Despite the increasing popularity of network meta-analysis, its method and interpretation are poorly understood.7 The risk of bias and strength of evidence from each study is accumulated in the network; therefore, meticulous selection of studies, detection of heterogeneity and its interpretation should be done with great care.7 Several limitations in this analysis are discussed below.

A systematic review by Kakar et al compared solifenacin, tolterodine, oxybutynin and fesoterodine, and concluded that fesoterodine 8 mg OD was the drug to be recommended over other drugs in view of its efficacy and tolerability.9 The drug with the highest efficacy and adverse effect was oxybutynin 5 mg TDS.9 It should be noted that in their study, they only included solifenacin 5 mg OD and not solifenacin 10 mg OD.9

When compared with our results, solifenacin 10 mg OD appears to be more efficacious, while tolterodine 4 mg and darifenacin 7.5 mg are lowest in ranking. Considering the absence of solifenacin 10 mg OD in the study by Kakar et al, our results concur with theirs; that is, oxybutynin is the most efficacious, yet it is ridden with the most adverse effects even though the dose analysed in our study was only 3 mg.

_ _ _ _

### TASK LIST
[1] Copy word for word the part of the network meta-analysis passage that opens with the words containing "A systematic review" and closes with "was only 3 mg.".
[2] Name every drug mentioned in the network meta-analysis passage.
[3] Answer these from the network meta-analysis passage:
(a) Which drug and dose did Kakar et al recommend over the others?
(b) What dose of oxybutynin was analysed in the authors' own study?
(c) Which two drugs and doses came lowest in ranking?

### SUPPLIED RECORDS
_ _ _ _

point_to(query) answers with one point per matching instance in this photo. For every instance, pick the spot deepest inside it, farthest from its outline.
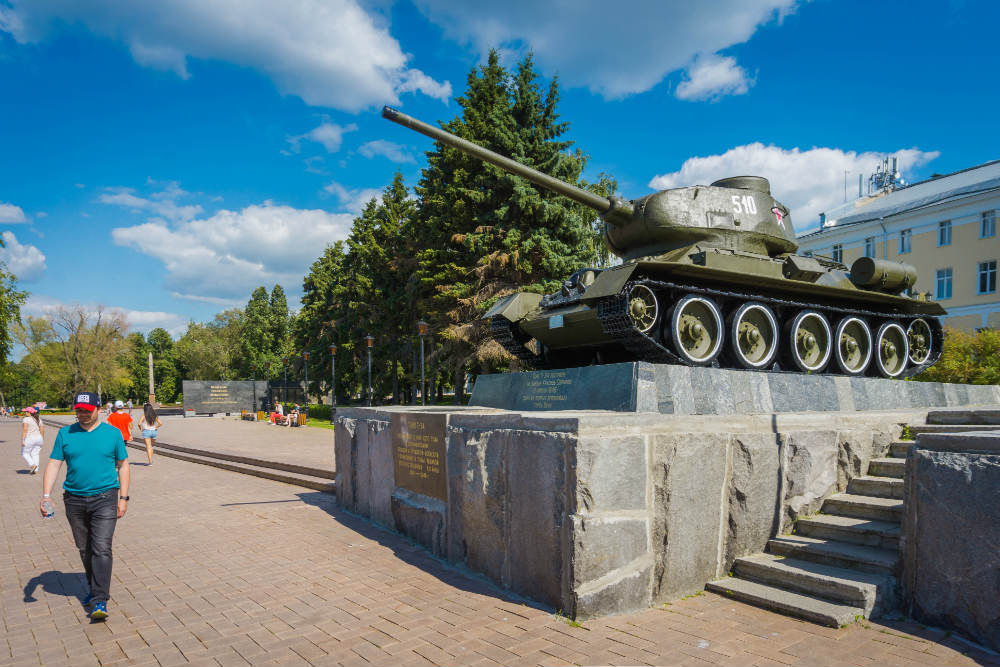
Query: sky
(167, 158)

_ _ _ _

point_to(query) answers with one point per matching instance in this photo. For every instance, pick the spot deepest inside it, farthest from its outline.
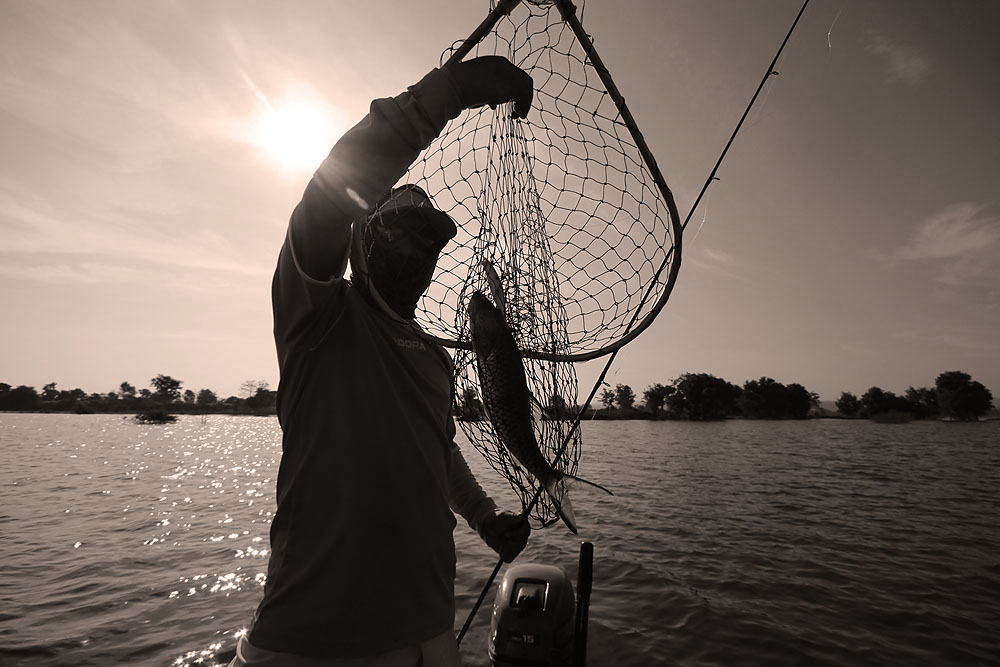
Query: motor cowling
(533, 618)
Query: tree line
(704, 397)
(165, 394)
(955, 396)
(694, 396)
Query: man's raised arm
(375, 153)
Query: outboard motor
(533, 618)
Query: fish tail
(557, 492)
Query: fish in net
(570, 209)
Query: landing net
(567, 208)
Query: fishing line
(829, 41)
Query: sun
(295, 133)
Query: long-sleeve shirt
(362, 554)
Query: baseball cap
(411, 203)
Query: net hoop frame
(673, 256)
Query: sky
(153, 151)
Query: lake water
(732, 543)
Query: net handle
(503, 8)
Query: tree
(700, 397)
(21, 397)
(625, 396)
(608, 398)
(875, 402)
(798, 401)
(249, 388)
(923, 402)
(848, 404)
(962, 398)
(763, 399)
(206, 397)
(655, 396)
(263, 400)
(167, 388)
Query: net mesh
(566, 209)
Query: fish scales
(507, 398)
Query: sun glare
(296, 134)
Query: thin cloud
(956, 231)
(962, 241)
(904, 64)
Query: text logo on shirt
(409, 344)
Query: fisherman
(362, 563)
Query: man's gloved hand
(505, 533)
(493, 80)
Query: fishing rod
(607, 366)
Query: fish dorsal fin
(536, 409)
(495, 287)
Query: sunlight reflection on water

_ _ _ _

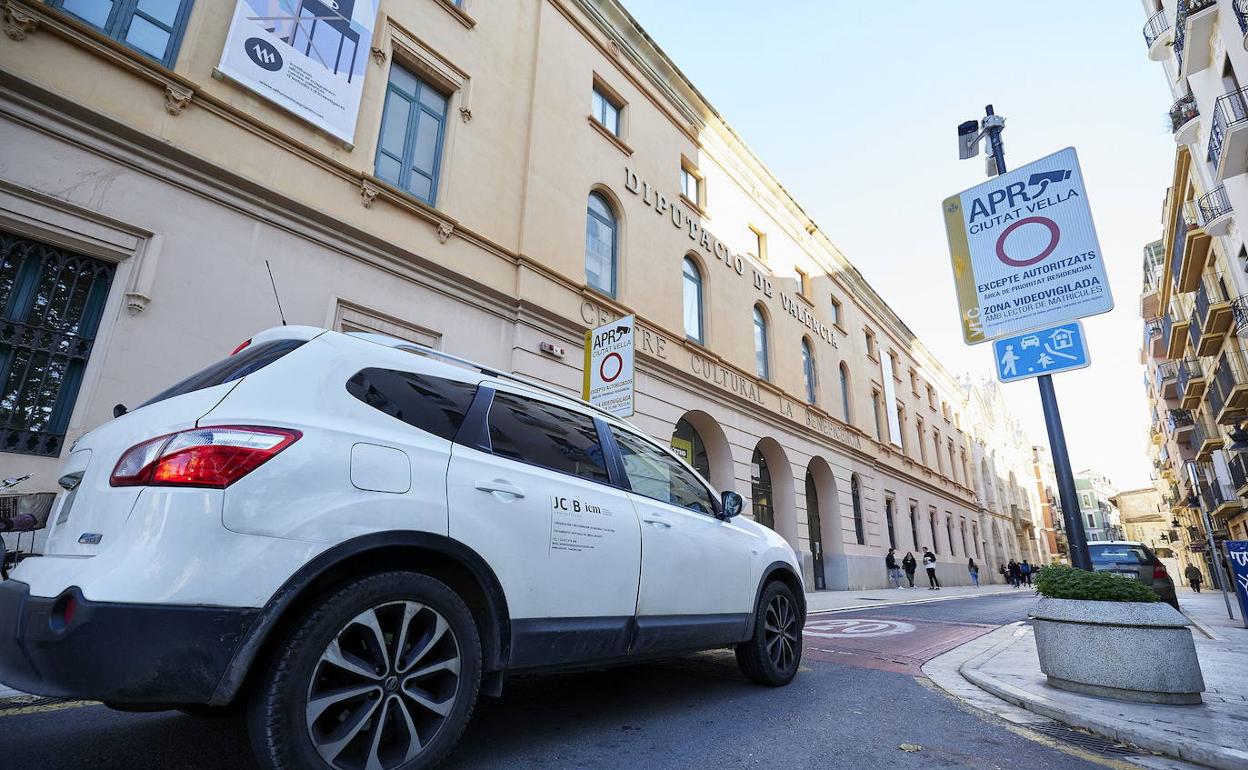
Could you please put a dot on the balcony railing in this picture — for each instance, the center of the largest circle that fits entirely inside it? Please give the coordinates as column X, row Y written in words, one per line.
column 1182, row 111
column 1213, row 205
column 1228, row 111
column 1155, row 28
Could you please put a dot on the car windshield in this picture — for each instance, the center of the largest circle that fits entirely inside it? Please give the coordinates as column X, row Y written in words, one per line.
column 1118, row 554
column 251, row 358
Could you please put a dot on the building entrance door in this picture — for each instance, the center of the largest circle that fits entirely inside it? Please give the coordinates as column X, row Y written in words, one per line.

_ _ _ _

### SOLVED TASKS
[1]
A systematic review by Kakar et al compared solifenacin, tolterodine, oxybutynin and fesoterodine, and concluded that fesoterodine 8 mg OD was the drug to be recommended over other drugs in view of its efficacy and tolerability.9 The drug with the highest efficacy and adverse effect was oxybutynin 5 mg TDS.9 It should be noted that in their study, they only included solifenacin 5 mg OD and not solifenacin 10 mg OD.9

When compared with our results, solifenacin 10 mg OD appears to be more efficacious, while tolterodine 4 mg and darifenacin 7.5 mg are lowest in ranking. Considering the absence of solifenacin 10 mg OD in the study by Kakar et al, our results concur with theirs; that is, oxybutynin is the most efficacious, yet it is ridden with the most adverse effects even though the dose analysed in our study was only 3 mg.

[2]
solifenacin
tolterodine
oxybutynin
fesoterodine
darifenacin

[3]
(a) Fesoterodine 8 mg OD
(b) 3 mg
(c) Tolterodine 4 mg and darifenacin 7.5 mg